--- Exercise task ---
Convert the rows below, starting at the line that contains "Inventory check — is there any sky" and ending at the line that contains "[0,699,398,785]", into a numbered list with any blank lines left out.

START

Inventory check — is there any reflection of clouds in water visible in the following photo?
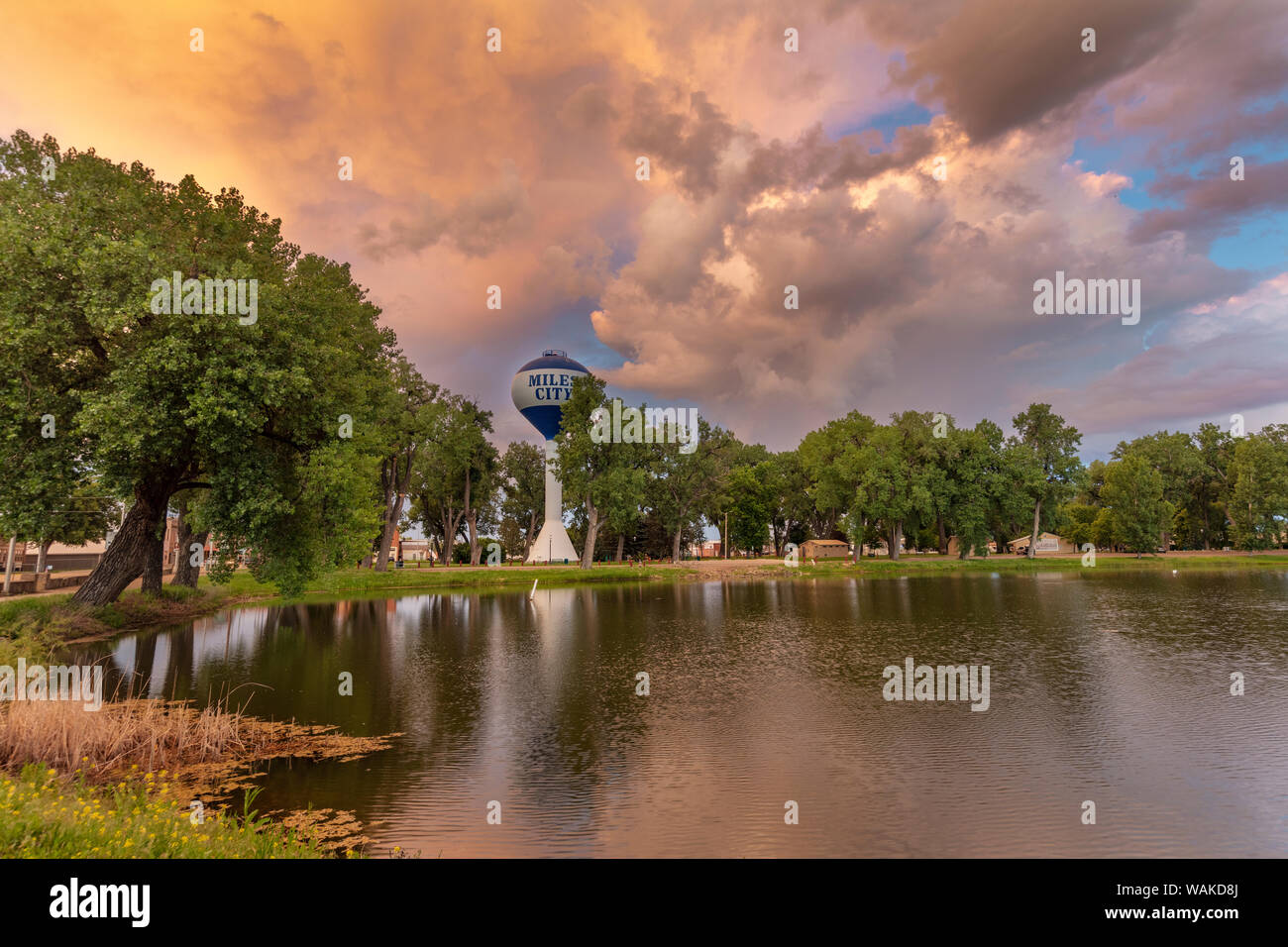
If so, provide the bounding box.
[192,608,269,674]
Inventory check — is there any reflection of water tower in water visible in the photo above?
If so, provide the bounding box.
[510,349,590,562]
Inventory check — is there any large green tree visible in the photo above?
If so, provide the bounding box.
[999,403,1082,559]
[0,133,391,604]
[1102,453,1175,557]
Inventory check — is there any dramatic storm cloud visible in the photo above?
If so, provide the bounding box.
[0,0,1288,450]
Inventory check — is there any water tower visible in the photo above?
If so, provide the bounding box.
[510,349,590,562]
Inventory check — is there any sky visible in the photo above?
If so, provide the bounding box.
[0,0,1288,459]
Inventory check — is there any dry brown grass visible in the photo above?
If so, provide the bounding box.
[0,699,398,785]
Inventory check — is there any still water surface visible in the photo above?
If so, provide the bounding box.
[77,571,1288,857]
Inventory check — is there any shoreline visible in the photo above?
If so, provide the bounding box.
[0,550,1288,664]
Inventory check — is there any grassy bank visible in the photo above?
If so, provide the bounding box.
[773,553,1288,579]
[0,552,1288,664]
[0,583,237,665]
[212,563,698,600]
[0,764,332,858]
[0,699,398,858]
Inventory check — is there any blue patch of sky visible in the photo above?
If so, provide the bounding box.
[828,99,939,145]
[1070,95,1288,273]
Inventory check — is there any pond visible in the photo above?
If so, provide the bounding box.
[84,571,1288,857]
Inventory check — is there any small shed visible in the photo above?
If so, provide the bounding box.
[802,540,850,559]
[1008,532,1078,554]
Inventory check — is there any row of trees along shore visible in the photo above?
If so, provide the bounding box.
[0,132,1288,604]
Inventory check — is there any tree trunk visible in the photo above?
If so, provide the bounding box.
[581,497,599,570]
[1024,500,1042,559]
[523,511,537,562]
[4,536,18,595]
[465,510,483,566]
[375,493,403,573]
[36,540,54,576]
[72,481,172,605]
[142,520,164,595]
[170,515,210,588]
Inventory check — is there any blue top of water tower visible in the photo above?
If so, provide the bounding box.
[519,349,590,374]
[510,349,590,441]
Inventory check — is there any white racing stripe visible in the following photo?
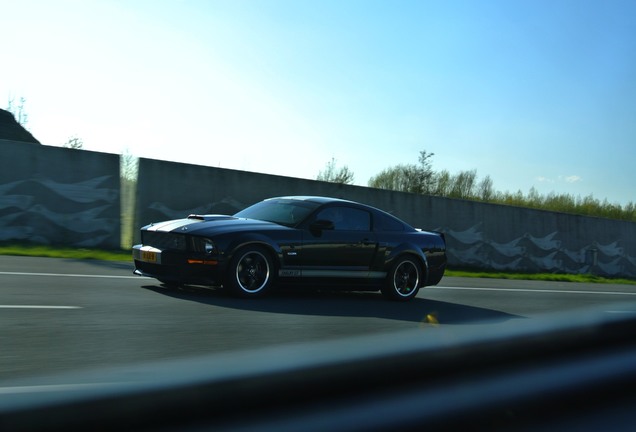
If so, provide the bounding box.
[0,305,82,309]
[0,272,140,279]
[432,286,636,296]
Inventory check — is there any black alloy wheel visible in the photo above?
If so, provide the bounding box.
[382,257,422,301]
[227,246,274,297]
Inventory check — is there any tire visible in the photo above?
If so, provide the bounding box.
[158,279,183,289]
[225,246,275,298]
[382,256,422,301]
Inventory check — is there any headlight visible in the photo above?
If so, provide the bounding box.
[192,237,217,255]
[203,239,216,255]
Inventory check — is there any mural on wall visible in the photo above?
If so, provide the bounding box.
[135,158,636,277]
[0,175,119,247]
[437,223,636,276]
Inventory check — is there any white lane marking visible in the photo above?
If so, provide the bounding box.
[432,286,636,296]
[0,305,82,309]
[0,272,140,279]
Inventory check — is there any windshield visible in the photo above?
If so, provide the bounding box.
[234,199,319,227]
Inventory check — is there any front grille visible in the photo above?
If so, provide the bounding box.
[141,231,187,251]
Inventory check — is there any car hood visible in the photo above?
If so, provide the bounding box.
[143,215,285,235]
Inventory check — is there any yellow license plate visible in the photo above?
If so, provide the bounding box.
[141,251,157,262]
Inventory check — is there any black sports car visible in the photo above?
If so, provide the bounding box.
[133,196,446,300]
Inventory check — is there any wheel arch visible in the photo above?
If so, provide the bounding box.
[385,243,429,287]
[226,233,283,268]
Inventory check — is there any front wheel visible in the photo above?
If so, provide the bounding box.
[225,246,274,297]
[382,257,422,301]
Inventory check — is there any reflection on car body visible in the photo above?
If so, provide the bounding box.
[133,196,446,300]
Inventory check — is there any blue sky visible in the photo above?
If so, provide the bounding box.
[0,0,636,204]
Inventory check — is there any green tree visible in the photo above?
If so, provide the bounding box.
[368,150,436,194]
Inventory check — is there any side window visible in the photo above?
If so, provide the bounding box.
[316,207,371,231]
[373,213,404,231]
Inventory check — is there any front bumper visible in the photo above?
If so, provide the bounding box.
[132,244,225,286]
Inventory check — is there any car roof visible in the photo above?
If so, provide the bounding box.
[268,195,359,204]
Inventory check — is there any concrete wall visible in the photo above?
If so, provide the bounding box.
[0,140,121,249]
[135,159,636,277]
[0,140,636,277]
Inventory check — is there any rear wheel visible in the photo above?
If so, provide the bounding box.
[382,256,422,301]
[225,246,274,297]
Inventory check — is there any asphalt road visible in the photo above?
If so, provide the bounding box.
[0,256,636,383]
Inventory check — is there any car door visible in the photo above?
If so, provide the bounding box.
[300,205,377,277]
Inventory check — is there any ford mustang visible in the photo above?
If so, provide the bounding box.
[132,196,446,301]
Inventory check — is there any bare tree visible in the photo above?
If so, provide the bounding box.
[62,136,84,150]
[316,158,354,184]
[7,96,29,128]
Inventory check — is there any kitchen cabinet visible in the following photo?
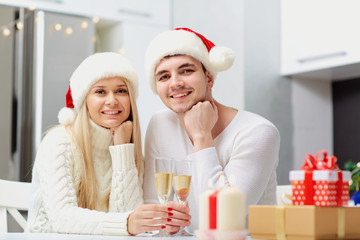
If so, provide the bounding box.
[0,0,171,26]
[281,0,360,78]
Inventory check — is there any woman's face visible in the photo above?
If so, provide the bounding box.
[86,77,131,128]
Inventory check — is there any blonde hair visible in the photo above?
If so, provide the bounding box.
[66,78,144,210]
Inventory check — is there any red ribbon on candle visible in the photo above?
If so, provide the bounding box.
[209,190,219,230]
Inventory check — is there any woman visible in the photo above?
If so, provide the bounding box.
[26,53,190,235]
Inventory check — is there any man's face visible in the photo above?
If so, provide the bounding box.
[155,55,214,113]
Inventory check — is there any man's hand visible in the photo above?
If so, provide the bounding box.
[128,202,191,235]
[183,101,218,152]
[110,120,133,145]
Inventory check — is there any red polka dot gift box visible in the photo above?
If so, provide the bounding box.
[290,151,351,207]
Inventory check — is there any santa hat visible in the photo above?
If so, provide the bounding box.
[58,52,138,124]
[145,28,234,94]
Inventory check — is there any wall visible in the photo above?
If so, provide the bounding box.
[0,6,15,179]
[291,77,333,169]
[173,0,244,109]
[244,0,297,184]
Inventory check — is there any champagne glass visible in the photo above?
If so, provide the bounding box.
[174,159,193,236]
[155,157,174,237]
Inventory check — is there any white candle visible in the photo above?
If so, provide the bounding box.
[199,190,214,231]
[217,187,246,231]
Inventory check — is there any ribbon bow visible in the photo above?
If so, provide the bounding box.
[300,150,339,170]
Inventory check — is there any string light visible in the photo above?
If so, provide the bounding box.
[16,21,24,30]
[80,21,89,29]
[65,27,73,35]
[92,17,100,23]
[118,48,126,55]
[54,23,62,31]
[3,27,11,37]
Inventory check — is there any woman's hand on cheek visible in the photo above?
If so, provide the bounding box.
[110,120,133,145]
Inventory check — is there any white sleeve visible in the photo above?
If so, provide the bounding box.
[143,117,159,204]
[109,143,143,212]
[30,139,130,235]
[188,124,280,211]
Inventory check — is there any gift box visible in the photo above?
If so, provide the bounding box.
[290,151,351,207]
[249,205,360,240]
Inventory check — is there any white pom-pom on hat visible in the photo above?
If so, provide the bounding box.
[145,28,235,94]
[58,107,77,125]
[209,46,235,71]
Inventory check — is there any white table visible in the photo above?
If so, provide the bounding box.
[0,233,255,240]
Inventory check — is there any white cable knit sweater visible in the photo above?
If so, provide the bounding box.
[25,122,143,235]
[143,109,280,231]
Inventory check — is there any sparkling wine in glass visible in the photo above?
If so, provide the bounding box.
[174,159,193,236]
[154,157,174,237]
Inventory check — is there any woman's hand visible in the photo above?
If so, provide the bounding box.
[166,201,191,234]
[128,202,191,235]
[110,120,133,145]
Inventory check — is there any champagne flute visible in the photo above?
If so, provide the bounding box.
[174,159,193,236]
[155,157,174,237]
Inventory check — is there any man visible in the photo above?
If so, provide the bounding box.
[144,28,280,231]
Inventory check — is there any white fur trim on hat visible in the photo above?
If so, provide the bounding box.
[145,30,234,94]
[58,52,138,123]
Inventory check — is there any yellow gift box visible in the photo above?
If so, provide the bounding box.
[249,205,360,240]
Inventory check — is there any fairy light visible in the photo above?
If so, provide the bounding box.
[54,23,62,31]
[65,27,73,35]
[92,17,100,23]
[16,21,24,30]
[3,27,11,37]
[80,21,89,29]
[118,48,126,55]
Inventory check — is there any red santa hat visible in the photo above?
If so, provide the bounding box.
[145,28,235,94]
[58,52,138,124]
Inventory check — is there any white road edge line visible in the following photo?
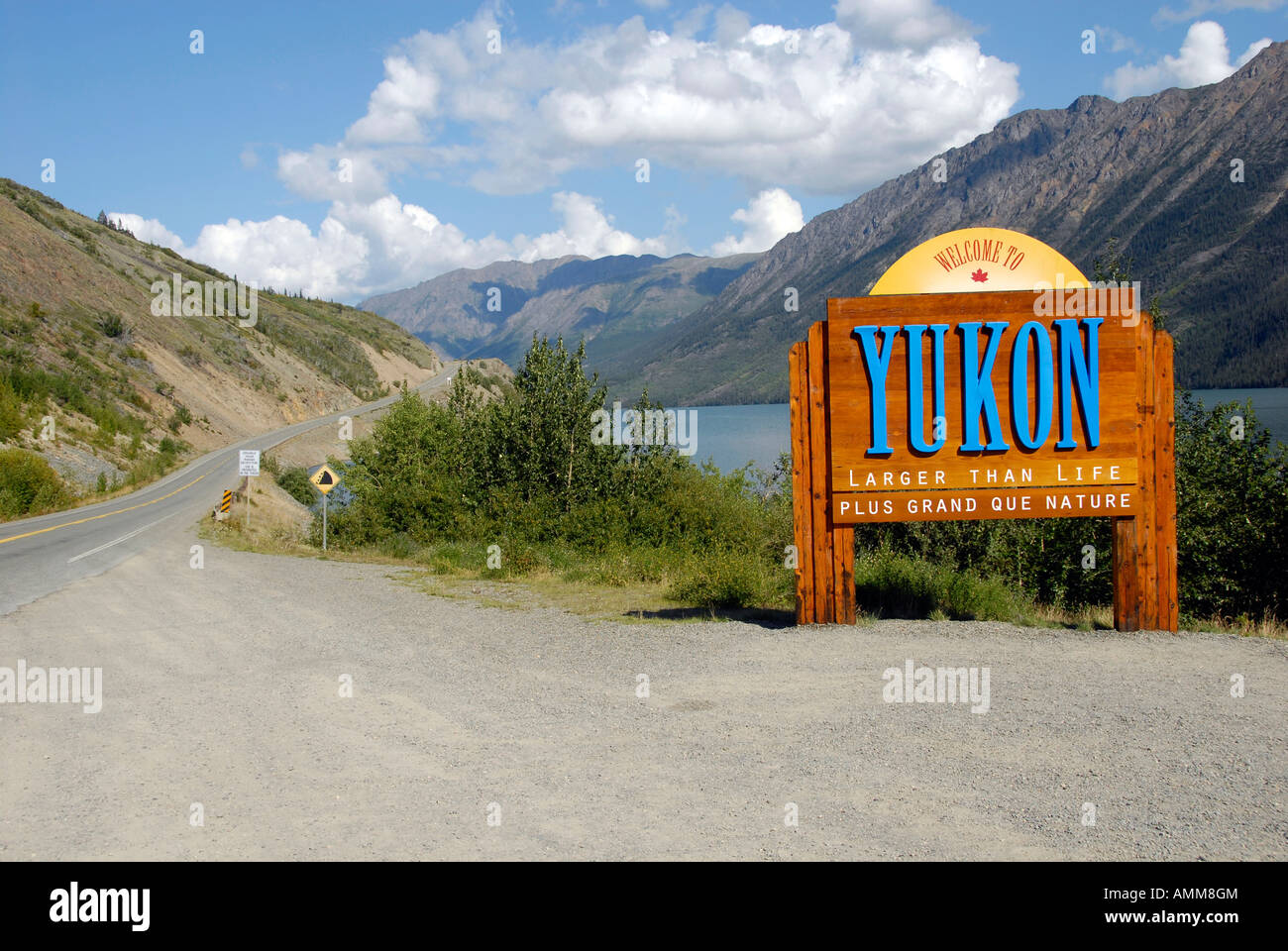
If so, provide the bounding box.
[67,511,179,565]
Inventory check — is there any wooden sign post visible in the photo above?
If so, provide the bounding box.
[789,230,1177,630]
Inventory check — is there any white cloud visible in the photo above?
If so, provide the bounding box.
[1105,20,1270,99]
[711,188,805,258]
[514,192,678,261]
[296,0,1020,200]
[836,0,970,49]
[1153,0,1288,25]
[1095,23,1143,53]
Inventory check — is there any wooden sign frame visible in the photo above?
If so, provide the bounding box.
[789,295,1179,631]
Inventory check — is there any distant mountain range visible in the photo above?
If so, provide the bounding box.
[0,178,442,487]
[364,43,1288,404]
[361,254,759,366]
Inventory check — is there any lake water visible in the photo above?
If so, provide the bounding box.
[692,389,1288,473]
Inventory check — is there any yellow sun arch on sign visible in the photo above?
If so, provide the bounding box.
[870,228,1090,295]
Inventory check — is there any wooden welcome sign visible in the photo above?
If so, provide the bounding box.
[790,228,1177,630]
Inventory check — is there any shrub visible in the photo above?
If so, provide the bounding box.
[0,449,72,519]
[275,456,318,505]
[98,313,125,338]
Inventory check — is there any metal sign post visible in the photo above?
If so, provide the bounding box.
[237,450,259,528]
[309,466,340,552]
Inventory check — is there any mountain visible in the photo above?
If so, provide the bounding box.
[361,254,757,366]
[602,43,1288,404]
[0,179,441,497]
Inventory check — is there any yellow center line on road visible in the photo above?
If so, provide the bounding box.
[0,472,210,545]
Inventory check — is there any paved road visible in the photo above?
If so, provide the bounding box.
[0,361,458,614]
[0,358,1288,860]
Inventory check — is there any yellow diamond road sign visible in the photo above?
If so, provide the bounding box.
[309,466,340,495]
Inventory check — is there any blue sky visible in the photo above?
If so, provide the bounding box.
[0,0,1288,300]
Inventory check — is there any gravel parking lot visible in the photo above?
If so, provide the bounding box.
[0,524,1288,860]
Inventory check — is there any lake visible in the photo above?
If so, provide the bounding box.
[693,389,1288,473]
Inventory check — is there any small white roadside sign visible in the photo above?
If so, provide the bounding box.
[237,450,259,476]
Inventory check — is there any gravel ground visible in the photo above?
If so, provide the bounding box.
[0,517,1288,860]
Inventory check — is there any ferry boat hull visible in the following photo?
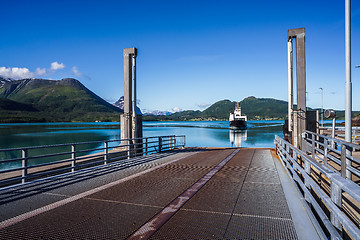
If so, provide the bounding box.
[230,120,247,129]
[229,102,247,129]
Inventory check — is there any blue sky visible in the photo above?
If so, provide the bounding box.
[0,0,360,111]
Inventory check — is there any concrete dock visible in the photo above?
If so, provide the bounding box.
[0,148,319,239]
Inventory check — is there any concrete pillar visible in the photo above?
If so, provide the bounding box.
[288,38,294,132]
[288,28,306,149]
[120,48,142,154]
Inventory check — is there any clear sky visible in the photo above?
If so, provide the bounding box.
[0,0,360,111]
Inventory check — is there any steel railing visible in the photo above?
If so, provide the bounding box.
[0,135,185,187]
[303,130,360,181]
[275,136,360,239]
[322,127,360,144]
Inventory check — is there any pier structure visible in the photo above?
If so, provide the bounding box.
[120,48,142,154]
[288,28,306,148]
[0,148,321,240]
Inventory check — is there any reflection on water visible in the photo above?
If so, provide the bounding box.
[0,121,283,168]
[229,129,247,147]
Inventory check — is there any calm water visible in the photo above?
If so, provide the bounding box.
[0,121,283,169]
[0,121,283,149]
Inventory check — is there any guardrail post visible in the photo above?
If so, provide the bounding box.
[324,138,328,166]
[330,181,342,231]
[145,138,148,155]
[104,141,109,165]
[21,149,28,183]
[127,139,131,159]
[311,134,316,160]
[71,144,76,172]
[341,144,351,180]
[159,137,162,152]
[304,160,311,202]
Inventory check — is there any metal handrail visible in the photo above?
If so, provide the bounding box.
[0,135,185,187]
[274,136,360,239]
[303,130,360,180]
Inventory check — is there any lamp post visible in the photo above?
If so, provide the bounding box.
[319,88,324,127]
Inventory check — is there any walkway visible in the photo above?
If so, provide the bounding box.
[0,148,318,239]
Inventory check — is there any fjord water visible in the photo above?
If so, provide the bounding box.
[0,121,284,149]
[0,121,284,169]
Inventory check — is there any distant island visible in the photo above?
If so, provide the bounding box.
[0,77,359,123]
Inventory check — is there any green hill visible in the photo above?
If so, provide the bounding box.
[143,97,287,121]
[0,78,121,122]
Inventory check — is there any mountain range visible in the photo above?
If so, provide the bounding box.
[0,77,359,122]
[0,78,122,122]
[143,96,287,121]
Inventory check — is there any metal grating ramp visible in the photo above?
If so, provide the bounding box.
[0,148,297,239]
[151,149,297,240]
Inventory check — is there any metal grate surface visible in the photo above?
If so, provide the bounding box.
[150,210,230,240]
[0,149,233,239]
[224,216,297,240]
[234,182,291,219]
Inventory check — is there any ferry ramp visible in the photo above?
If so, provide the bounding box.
[0,148,321,239]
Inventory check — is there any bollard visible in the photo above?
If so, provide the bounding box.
[21,149,28,183]
[145,138,148,155]
[324,138,328,166]
[330,181,342,231]
[71,144,76,172]
[104,141,109,165]
[159,137,162,152]
[341,144,347,178]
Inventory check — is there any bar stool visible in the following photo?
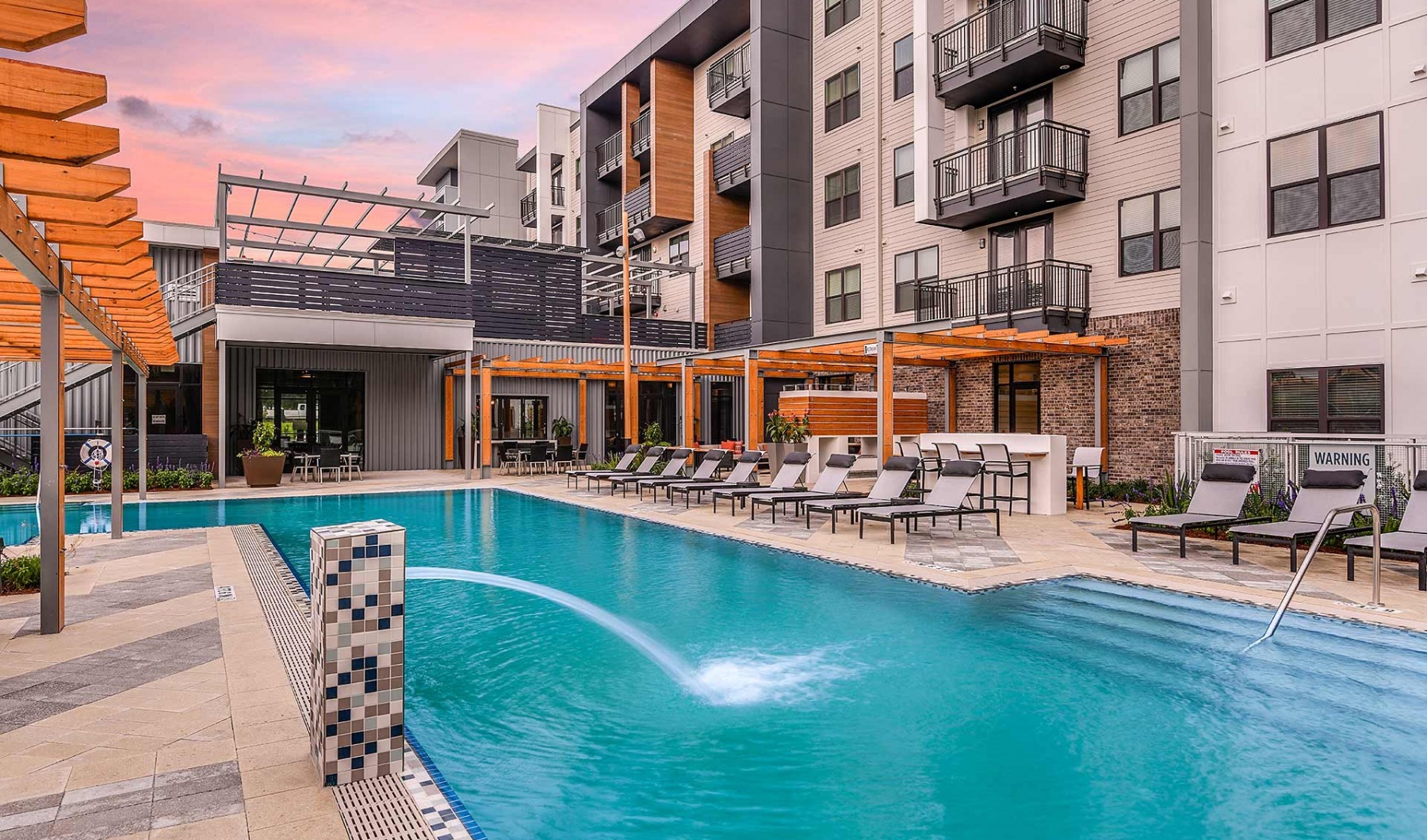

END

--- Solution for this exercise ---
1. Inventory check — is there any sky visible in the photo above?
2. If so, provide the bounding box.
3. [0,0,1288,459]
4. Inventory check — is there any dry brown grass visible in the photo above?
5. If so, provide the bounding box.
6. [0,699,398,785]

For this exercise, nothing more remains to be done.